> DATA RECORDS:

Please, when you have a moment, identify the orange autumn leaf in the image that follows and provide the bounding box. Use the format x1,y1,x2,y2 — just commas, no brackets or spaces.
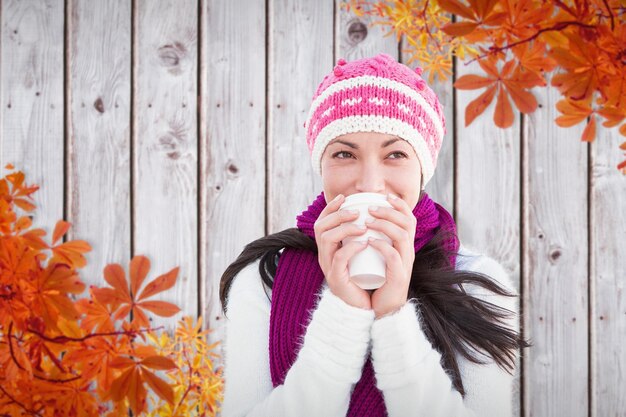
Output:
555,99,592,127
349,0,626,173
34,263,85,328
52,240,91,268
141,368,174,404
130,256,150,294
0,167,222,417
75,290,115,333
454,74,494,90
493,84,515,128
465,85,496,126
454,60,538,124
94,255,180,327
52,220,71,245
111,366,147,415
137,267,179,300
438,0,506,36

> WHAT YOU ARE ASKED TO DO:
Please copy the entries above word for word, leaving out the pictures.

> ANSWER IN FULL:
Please, when you have a moment, identify the orange autumn leaf in the image that follows and provide the bounding box. Use the format x1,y1,x2,y2 — just commas, no brackets or spaces.
Output:
555,99,592,127
349,0,626,173
34,263,85,328
52,240,91,268
141,368,174,404
130,256,150,294
0,167,222,417
75,290,115,333
454,74,494,90
493,84,515,128
465,85,496,126
454,60,538,124
94,255,180,327
52,220,71,245
111,366,147,415
137,267,179,300
438,0,506,36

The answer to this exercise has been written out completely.